SOURCE MATERIAL:
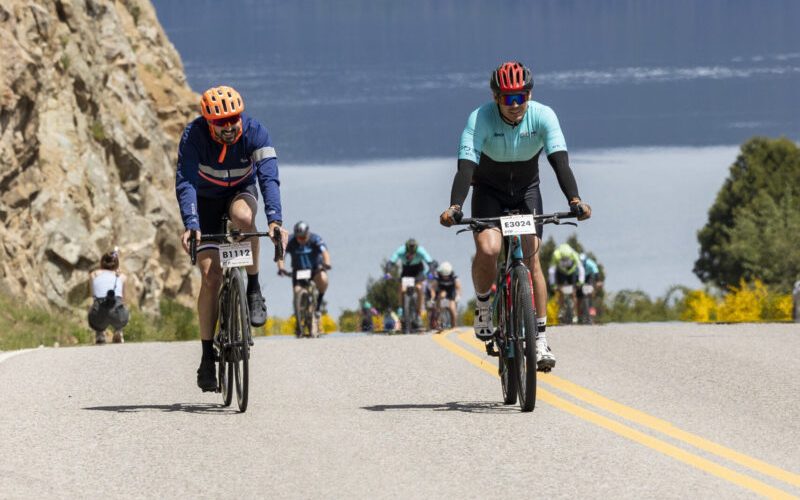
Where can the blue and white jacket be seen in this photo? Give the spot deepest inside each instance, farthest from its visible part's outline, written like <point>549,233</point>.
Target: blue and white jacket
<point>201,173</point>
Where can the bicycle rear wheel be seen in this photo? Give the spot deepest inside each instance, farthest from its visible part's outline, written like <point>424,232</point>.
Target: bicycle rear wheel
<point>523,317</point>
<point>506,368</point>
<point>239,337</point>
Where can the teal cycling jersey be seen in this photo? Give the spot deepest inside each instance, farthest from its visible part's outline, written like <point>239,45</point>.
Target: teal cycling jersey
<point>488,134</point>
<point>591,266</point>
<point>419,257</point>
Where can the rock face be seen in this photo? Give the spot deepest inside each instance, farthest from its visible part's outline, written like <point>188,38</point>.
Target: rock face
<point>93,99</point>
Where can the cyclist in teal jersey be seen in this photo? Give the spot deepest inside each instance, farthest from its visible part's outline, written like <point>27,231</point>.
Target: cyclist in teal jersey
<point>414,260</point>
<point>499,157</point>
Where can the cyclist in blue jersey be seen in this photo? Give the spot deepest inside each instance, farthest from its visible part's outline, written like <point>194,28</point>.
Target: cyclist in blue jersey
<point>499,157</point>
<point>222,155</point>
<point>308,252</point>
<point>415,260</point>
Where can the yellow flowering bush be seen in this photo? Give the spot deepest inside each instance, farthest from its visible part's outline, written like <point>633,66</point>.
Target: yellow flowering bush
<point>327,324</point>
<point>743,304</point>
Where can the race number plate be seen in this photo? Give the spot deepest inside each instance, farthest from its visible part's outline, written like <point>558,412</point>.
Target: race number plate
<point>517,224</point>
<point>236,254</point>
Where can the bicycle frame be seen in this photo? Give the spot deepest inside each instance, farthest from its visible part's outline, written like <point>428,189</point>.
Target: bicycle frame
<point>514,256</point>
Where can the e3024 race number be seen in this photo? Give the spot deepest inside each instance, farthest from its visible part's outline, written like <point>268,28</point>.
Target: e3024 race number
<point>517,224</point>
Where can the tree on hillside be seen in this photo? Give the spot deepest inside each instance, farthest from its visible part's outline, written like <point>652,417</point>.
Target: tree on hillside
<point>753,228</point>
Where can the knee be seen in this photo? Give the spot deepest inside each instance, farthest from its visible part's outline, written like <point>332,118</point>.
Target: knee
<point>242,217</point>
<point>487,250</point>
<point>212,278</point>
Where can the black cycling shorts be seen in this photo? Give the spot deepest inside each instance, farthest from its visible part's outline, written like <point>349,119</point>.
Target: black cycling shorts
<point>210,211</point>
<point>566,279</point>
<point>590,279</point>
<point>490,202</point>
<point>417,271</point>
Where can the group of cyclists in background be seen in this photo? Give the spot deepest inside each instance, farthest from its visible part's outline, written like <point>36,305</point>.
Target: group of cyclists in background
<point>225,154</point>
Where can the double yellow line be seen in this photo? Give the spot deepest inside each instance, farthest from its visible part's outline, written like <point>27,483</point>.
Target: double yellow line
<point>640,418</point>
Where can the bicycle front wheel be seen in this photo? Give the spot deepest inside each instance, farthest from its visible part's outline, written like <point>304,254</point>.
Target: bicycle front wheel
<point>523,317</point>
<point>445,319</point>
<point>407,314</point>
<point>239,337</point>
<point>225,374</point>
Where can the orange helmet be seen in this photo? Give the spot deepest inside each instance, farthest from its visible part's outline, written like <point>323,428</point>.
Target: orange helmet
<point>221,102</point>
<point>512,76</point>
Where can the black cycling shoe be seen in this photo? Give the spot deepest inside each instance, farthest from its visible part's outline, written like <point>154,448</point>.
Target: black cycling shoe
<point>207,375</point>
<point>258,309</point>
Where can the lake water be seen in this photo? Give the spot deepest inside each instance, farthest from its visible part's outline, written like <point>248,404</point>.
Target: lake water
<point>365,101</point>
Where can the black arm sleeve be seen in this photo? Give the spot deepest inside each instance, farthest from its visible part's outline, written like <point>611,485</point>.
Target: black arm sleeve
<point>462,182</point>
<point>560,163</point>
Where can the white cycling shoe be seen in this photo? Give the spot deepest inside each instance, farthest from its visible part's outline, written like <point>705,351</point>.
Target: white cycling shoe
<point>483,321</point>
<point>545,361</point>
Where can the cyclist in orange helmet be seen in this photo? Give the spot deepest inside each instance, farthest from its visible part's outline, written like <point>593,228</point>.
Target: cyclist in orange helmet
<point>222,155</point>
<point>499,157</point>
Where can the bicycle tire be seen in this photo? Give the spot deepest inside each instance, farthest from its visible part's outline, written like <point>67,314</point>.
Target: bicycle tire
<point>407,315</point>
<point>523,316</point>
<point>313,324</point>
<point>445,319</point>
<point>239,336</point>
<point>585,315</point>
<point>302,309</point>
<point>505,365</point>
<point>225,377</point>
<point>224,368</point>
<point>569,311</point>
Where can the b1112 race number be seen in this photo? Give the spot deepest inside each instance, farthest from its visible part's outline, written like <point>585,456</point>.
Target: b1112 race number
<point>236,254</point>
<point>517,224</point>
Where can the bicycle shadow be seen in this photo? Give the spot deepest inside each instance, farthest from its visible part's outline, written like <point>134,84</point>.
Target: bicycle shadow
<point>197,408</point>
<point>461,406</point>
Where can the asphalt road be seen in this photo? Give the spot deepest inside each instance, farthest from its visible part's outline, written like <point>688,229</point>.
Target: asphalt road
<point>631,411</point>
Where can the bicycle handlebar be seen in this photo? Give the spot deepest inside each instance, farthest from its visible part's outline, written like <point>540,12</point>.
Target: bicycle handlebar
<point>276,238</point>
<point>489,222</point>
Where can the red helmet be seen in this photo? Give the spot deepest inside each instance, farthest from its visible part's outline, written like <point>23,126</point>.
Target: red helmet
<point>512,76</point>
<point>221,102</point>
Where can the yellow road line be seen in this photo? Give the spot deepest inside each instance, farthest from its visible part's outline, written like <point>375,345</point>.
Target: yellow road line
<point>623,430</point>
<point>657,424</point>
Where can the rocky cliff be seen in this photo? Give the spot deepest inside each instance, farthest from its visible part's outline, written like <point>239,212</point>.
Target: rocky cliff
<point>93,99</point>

* * *

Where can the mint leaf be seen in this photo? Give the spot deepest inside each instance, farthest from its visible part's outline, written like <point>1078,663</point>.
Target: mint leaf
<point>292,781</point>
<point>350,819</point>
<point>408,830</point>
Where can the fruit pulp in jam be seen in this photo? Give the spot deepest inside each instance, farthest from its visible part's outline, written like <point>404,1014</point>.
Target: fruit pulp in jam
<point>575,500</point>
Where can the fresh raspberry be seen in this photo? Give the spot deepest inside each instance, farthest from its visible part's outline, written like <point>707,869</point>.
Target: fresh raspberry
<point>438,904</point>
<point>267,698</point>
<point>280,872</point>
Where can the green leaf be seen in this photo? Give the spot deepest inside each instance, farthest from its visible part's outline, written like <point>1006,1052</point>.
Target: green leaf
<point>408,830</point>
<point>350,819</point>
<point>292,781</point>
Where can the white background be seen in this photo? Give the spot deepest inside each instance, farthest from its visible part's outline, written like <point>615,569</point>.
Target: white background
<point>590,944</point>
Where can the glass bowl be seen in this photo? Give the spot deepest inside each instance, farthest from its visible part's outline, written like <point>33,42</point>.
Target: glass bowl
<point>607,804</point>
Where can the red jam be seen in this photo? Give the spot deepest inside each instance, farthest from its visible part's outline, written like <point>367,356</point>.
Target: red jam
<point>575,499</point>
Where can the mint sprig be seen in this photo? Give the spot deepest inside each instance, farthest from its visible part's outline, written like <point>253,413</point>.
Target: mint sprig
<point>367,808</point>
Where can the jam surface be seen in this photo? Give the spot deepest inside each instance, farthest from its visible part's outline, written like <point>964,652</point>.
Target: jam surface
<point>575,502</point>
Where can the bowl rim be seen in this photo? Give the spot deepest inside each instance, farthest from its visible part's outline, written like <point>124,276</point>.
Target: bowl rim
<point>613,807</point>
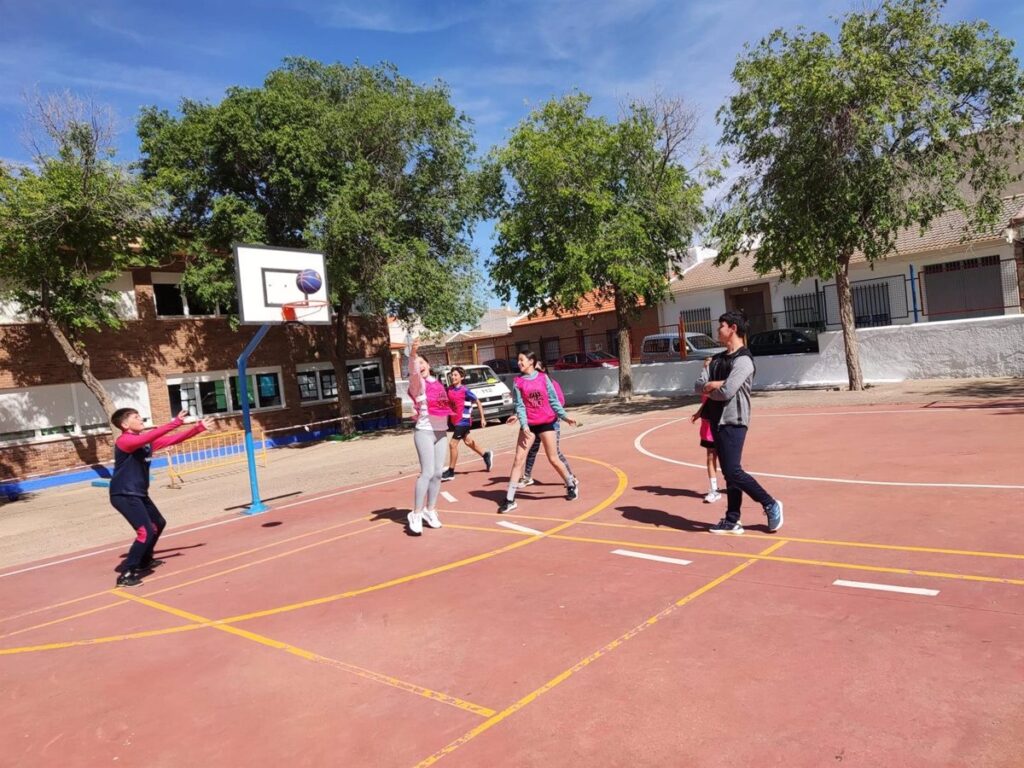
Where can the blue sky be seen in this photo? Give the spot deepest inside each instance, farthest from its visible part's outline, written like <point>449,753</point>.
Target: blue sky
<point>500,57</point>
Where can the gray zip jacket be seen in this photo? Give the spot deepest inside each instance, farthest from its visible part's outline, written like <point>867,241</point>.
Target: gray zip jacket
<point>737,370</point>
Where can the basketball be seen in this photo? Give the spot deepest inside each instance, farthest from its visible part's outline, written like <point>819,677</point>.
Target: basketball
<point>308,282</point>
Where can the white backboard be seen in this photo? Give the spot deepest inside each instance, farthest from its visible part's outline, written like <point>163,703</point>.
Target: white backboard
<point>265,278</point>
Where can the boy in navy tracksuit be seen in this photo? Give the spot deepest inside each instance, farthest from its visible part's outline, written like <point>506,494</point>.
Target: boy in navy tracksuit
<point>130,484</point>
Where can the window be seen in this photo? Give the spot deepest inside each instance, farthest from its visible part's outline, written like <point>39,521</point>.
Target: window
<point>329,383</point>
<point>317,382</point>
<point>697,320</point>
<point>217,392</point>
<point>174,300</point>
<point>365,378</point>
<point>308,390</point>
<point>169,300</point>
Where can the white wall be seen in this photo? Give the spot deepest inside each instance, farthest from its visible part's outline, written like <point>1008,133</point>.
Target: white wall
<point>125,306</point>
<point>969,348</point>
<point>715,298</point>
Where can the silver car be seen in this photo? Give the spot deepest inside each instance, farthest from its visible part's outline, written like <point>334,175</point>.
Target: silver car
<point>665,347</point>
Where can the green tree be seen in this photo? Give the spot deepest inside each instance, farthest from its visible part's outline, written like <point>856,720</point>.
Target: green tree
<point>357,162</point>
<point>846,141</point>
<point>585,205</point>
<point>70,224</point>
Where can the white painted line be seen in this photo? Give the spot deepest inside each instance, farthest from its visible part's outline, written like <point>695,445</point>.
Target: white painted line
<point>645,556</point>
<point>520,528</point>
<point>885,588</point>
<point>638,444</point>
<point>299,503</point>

WHAT YOU WILL DO: In the entries above, find the line holding "Where can the mint leaf" and the line holding "Where can the mint sprig", then retype exactly those two lines and every line between them, and nothing else.

OUTPUT OF THE TASK:
Where can the mint leaf be seen in this photo? Give the spot deepest inside each instance, farthest from its visible part's outline, written like <point>1078,663</point>.
Target: mint leaf
<point>292,781</point>
<point>350,819</point>
<point>408,830</point>
Where can the fruit pulp in jam be seen in this photo? Give the spot deepest inside each instance, farthest from its visible part's outline, written like <point>404,1014</point>.
Target: fruit pulp in jam
<point>575,500</point>
Where can the fresh raspberry be seen in this photo? Give the spot deepest inside each instance, farthest from its visible part's outline, written like <point>707,869</point>.
Target: fresh raspberry
<point>438,904</point>
<point>267,698</point>
<point>280,872</point>
Where can the green leaf be seen in this photo? Give the spot deepest inside each instance, farthest from its visible part's outline, written like <point>1006,1052</point>.
Target: green leaf
<point>408,830</point>
<point>350,819</point>
<point>292,781</point>
Where can the white background be seen in this photo? Give the spot deepest inside each instance, farthest from its visible part's outline, written like <point>615,569</point>.
Target: white background
<point>590,944</point>
Where can the glass bowl be seen in this photo? Give the spot deepest inside each instance, farthest from its visible part's outline, written like <point>33,42</point>.
Target: glass bowl
<point>607,804</point>
Where can the red jam be seen in this photo? Give the spot deepest inside each instance, farthest from its visible part's outline, written like <point>367,356</point>.
Target: red jam
<point>575,499</point>
Where can the mint sprig be seen in this photo? Give the spot deepest inside each instance, farthest from its visible part's outline, written like <point>253,413</point>.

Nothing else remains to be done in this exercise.